■ **What you need to do**
Rewrite every line of the records below, from the line containing "the green leaf" down to the line containing "left=387, top=250, right=565, bottom=450", with both of those lines included. Leave the requests and their sample format unchanged, but multiply each bounding-box coordinate in the answers by 0.6 and round it to a whole number, rounding halves up.

■ **Records**

□ □ □ □ □

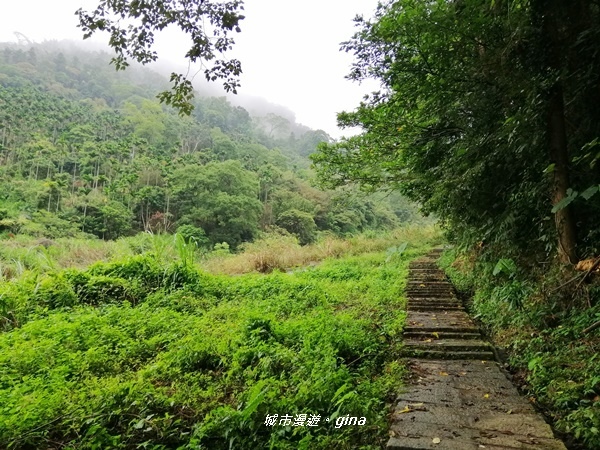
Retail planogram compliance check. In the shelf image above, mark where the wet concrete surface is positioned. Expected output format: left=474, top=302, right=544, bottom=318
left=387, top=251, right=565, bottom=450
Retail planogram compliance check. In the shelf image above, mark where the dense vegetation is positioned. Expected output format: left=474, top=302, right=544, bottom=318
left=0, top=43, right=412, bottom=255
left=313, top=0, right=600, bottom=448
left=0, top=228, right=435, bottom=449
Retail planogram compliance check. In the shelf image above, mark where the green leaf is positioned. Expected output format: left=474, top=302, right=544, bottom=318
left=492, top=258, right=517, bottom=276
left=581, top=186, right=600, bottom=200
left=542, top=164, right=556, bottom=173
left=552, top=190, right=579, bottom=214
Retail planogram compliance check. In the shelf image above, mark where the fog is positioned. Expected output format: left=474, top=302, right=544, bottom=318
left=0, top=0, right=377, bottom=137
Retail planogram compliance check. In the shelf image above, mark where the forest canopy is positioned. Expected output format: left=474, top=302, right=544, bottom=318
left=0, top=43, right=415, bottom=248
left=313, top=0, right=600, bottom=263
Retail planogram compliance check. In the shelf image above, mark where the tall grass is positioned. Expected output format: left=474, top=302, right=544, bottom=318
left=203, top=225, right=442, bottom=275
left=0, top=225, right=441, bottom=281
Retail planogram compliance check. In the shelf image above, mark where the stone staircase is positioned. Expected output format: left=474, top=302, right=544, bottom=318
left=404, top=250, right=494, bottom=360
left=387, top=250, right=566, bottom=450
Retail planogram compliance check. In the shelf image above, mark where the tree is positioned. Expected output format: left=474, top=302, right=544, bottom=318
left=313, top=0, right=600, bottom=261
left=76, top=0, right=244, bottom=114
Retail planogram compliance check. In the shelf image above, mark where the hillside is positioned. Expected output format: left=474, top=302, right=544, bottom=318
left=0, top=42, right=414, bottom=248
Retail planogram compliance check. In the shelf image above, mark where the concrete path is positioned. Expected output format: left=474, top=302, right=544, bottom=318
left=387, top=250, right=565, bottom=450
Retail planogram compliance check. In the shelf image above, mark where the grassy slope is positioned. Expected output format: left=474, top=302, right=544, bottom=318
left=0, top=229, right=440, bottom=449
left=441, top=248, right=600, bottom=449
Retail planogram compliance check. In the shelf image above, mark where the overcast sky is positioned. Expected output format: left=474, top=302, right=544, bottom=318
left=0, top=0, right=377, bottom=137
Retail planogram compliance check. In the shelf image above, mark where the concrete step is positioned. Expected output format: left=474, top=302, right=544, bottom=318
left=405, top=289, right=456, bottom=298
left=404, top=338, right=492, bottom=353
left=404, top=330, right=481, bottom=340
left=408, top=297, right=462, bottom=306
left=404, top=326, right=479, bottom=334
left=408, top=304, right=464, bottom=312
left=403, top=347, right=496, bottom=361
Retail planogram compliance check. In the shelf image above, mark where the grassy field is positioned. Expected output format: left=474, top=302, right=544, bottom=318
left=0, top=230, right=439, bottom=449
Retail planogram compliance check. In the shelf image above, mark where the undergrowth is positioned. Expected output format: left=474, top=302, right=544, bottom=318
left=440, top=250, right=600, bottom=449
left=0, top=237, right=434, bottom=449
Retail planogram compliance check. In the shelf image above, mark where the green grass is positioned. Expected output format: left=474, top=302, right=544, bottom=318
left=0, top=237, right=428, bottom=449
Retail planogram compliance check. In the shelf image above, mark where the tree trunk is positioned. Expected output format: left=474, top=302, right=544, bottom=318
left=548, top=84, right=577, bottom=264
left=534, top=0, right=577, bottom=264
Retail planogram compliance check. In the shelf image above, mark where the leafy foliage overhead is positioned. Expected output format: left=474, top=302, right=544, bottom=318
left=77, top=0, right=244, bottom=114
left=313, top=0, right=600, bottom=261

□ □ □ □ □

■ **Expected answer**
Retail planogram compliance check. In the shelf image above, mark where the green leaf is positioned. Expected output format: left=474, top=302, right=544, bottom=318
left=295, top=155, right=310, bottom=166
left=349, top=112, right=360, bottom=120
left=325, top=98, right=334, bottom=104
left=331, top=114, right=347, bottom=128
Retail planogram compliance check. In the shelf image above, mark where the fog is positioned. Expected output format: left=474, top=302, right=544, bottom=318
left=0, top=0, right=226, bottom=82
Retail planogram compliance check. In the shelf image above, mark where the forest canopy is positioned. Expected output format: left=474, top=302, right=544, bottom=318
left=0, top=26, right=249, bottom=149
left=188, top=0, right=360, bottom=158
Retail planogram compliance check. In the shelf image above, mark where the tall grass is positioned. Expected output format: left=474, top=302, right=544, bottom=318
left=122, top=135, right=265, bottom=165
left=0, top=135, right=265, bottom=169
Retail planogram compliance check. In the shelf image above, mark where the stone staircase is positioned. Expected output format: left=474, top=302, right=544, bottom=318
left=242, top=150, right=296, bottom=216
left=232, top=150, right=340, bottom=270
Retail planogram compliance check. In the shelf image above, mark where the tree is positioned. Expected output format: left=474, top=302, right=544, bottom=318
left=188, top=0, right=360, bottom=157
left=46, top=0, right=146, bottom=68
Retail planogram compliance check. In the shelf image above, mark where the hillside is positioned. Expected output format: left=474, top=302, right=544, bottom=318
left=0, top=25, right=248, bottom=149
Retail planogram compliance check. In the shelf image above, mark where the concrete path is positioned. Expected output format: left=474, top=302, right=544, bottom=318
left=232, top=150, right=339, bottom=270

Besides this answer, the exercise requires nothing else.